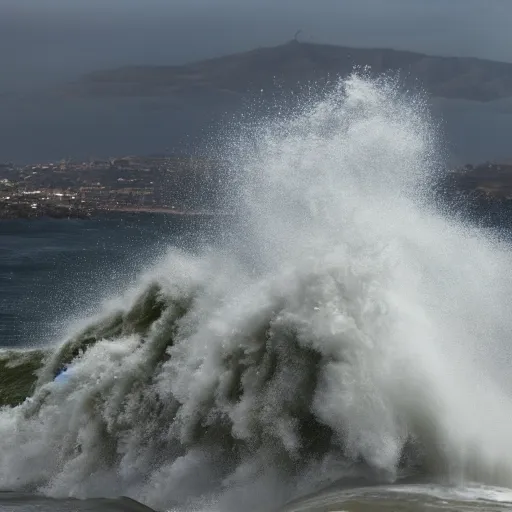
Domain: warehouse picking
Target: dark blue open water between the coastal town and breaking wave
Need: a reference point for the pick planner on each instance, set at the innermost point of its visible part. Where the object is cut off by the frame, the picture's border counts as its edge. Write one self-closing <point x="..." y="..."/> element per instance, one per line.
<point x="52" y="270"/>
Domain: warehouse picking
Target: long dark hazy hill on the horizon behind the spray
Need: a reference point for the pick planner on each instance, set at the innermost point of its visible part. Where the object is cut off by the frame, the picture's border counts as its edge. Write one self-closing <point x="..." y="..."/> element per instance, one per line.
<point x="296" y="62"/>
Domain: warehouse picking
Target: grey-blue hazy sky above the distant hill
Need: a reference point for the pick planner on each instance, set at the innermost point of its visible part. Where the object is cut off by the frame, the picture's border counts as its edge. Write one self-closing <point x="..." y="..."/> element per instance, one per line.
<point x="54" y="40"/>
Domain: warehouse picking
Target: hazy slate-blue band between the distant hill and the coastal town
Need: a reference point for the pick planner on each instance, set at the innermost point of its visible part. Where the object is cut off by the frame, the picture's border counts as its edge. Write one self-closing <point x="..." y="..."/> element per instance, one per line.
<point x="79" y="128"/>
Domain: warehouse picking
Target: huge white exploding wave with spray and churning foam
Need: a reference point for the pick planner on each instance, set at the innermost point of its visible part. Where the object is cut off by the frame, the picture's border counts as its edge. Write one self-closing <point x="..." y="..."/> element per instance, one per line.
<point x="349" y="327"/>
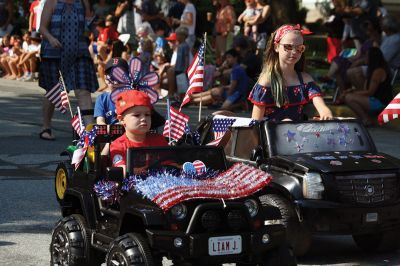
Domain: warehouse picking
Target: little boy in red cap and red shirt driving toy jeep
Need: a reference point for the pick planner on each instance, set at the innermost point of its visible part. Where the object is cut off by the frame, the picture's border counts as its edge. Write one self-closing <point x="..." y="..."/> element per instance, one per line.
<point x="134" y="111"/>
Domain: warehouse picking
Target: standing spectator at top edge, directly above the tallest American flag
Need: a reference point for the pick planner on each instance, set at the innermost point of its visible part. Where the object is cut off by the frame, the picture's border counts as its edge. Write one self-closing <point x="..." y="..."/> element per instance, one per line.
<point x="188" y="20"/>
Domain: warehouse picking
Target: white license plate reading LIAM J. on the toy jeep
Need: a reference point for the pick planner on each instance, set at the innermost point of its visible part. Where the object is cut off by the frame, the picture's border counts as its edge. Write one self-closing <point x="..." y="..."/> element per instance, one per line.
<point x="224" y="245"/>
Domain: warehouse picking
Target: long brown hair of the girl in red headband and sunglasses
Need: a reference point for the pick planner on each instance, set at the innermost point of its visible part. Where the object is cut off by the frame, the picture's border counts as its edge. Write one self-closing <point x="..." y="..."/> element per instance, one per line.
<point x="272" y="70"/>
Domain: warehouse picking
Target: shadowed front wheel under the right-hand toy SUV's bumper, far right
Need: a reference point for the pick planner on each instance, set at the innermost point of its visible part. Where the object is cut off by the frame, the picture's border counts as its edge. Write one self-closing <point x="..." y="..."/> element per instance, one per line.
<point x="378" y="242"/>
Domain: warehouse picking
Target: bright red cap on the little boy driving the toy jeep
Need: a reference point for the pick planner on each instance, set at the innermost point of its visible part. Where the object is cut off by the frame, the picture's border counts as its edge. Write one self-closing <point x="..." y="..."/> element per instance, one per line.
<point x="131" y="98"/>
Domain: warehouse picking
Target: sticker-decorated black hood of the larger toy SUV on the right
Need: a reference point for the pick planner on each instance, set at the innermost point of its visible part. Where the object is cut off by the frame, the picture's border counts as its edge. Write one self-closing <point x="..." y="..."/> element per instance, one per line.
<point x="343" y="161"/>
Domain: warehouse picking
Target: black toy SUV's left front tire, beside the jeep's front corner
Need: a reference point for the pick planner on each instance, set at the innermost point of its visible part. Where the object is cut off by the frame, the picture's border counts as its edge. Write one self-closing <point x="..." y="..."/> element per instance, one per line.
<point x="297" y="235"/>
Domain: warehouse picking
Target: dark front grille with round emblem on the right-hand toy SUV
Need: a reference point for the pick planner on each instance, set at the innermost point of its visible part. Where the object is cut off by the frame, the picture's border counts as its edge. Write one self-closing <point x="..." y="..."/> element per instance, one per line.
<point x="368" y="188"/>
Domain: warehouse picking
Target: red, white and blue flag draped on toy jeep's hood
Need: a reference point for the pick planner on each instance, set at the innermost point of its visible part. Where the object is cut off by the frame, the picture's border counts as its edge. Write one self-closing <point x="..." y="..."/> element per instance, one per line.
<point x="239" y="181"/>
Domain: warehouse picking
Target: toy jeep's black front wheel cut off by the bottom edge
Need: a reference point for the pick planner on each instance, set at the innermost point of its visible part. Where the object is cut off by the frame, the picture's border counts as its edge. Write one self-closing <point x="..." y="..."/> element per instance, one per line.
<point x="128" y="250"/>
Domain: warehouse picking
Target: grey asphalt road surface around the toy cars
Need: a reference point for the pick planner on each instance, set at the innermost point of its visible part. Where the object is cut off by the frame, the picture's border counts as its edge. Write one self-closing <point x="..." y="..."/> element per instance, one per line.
<point x="28" y="208"/>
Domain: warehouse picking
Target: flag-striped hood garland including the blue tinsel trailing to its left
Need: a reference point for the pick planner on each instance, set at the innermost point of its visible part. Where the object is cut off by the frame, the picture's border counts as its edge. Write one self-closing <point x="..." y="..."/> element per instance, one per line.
<point x="167" y="188"/>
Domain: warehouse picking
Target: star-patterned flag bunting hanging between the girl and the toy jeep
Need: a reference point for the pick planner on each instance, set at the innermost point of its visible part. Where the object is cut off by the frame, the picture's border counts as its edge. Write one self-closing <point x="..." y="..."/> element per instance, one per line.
<point x="222" y="123"/>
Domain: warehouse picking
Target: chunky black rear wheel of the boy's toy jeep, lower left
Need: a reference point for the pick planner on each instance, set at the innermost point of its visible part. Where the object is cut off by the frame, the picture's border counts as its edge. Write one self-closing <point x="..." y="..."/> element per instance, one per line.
<point x="70" y="244"/>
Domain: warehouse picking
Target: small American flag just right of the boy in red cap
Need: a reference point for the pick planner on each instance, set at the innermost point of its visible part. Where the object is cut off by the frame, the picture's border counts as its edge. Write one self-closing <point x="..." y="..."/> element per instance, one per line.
<point x="176" y="127"/>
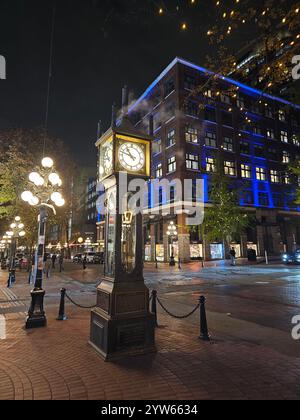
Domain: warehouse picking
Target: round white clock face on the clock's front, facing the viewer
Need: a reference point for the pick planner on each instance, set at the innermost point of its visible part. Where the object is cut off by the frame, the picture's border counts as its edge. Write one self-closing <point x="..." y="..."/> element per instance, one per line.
<point x="132" y="157"/>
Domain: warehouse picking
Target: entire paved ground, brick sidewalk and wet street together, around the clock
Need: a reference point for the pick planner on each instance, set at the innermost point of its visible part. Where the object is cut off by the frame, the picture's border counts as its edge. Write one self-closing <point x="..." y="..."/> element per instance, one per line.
<point x="251" y="356"/>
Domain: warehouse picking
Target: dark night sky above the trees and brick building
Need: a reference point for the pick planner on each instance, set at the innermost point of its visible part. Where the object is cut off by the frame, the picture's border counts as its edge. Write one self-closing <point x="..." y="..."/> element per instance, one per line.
<point x="99" y="45"/>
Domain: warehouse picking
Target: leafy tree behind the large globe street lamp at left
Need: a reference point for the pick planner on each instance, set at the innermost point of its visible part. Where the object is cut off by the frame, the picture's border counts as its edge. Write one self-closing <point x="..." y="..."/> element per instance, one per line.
<point x="21" y="152"/>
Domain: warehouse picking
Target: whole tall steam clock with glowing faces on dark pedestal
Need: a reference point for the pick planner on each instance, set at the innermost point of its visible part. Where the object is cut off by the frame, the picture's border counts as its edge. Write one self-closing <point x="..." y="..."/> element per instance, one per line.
<point x="122" y="324"/>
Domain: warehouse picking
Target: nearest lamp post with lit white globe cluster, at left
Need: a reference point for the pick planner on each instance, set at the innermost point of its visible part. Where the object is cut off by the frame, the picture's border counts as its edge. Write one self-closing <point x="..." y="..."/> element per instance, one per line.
<point x="45" y="194"/>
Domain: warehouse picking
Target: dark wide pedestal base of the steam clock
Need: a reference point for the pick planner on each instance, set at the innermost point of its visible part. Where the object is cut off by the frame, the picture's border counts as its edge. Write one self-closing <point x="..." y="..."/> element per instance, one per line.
<point x="121" y="324"/>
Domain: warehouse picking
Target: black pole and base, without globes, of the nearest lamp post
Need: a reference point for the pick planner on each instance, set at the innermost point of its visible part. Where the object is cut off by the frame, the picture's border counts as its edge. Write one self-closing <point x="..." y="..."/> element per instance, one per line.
<point x="36" y="314"/>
───
**What you are asked to do**
Go line by line through the records above and copy each one containing "hill".

**Exercise result**
Target: long dark hazy hill on the horizon behind the spray
Target: grey-blue hazy sky above the distant hill
Target: hazy slate-blue band between the distant hill and the coastal town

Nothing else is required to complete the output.